→ TASK TO CARRY OUT:
Pick out each line in the entries below that contains the word "vehicle" and copy it out whole. Only lines with the same uppercase and lowercase letters count as a match.

--- BEGIN RECORDS FOR THIS TASK ---

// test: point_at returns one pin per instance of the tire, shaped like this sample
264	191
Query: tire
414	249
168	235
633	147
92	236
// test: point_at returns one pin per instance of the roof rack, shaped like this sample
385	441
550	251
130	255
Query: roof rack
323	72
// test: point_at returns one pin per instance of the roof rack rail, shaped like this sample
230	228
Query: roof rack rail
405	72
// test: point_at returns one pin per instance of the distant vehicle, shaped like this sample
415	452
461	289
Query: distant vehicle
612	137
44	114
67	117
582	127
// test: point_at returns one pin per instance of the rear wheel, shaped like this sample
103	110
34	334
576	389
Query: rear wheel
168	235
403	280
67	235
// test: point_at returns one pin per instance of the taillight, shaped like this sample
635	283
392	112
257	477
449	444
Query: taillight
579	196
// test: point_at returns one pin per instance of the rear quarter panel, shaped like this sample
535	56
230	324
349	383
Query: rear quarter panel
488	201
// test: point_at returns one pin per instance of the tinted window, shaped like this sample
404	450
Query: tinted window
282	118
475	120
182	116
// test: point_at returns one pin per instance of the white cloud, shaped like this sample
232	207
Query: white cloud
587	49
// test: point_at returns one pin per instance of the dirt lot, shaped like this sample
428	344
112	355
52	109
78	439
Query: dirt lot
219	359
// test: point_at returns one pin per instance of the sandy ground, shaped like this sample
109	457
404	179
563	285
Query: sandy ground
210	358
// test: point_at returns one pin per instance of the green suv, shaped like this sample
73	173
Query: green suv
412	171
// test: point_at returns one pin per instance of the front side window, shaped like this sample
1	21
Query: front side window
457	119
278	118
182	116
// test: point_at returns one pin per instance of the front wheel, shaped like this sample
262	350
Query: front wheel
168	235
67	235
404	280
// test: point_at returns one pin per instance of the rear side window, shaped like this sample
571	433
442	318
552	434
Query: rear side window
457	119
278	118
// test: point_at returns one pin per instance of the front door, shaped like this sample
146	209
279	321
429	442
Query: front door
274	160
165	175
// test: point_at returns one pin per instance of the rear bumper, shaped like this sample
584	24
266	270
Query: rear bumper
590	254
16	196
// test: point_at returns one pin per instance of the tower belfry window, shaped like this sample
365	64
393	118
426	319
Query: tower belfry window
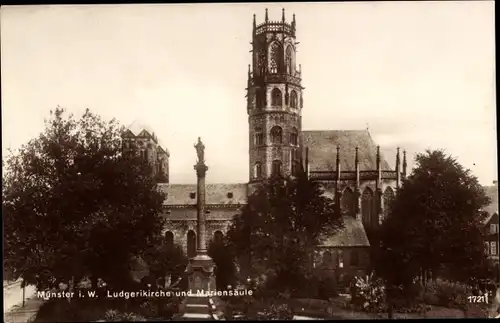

--- END RECORDS FOR THIS TASK ---

→ SOLUTION BELOW:
// test: point_at returns one pin per instance of the distant vehicle, shaped like this sample
Query: distant vehicle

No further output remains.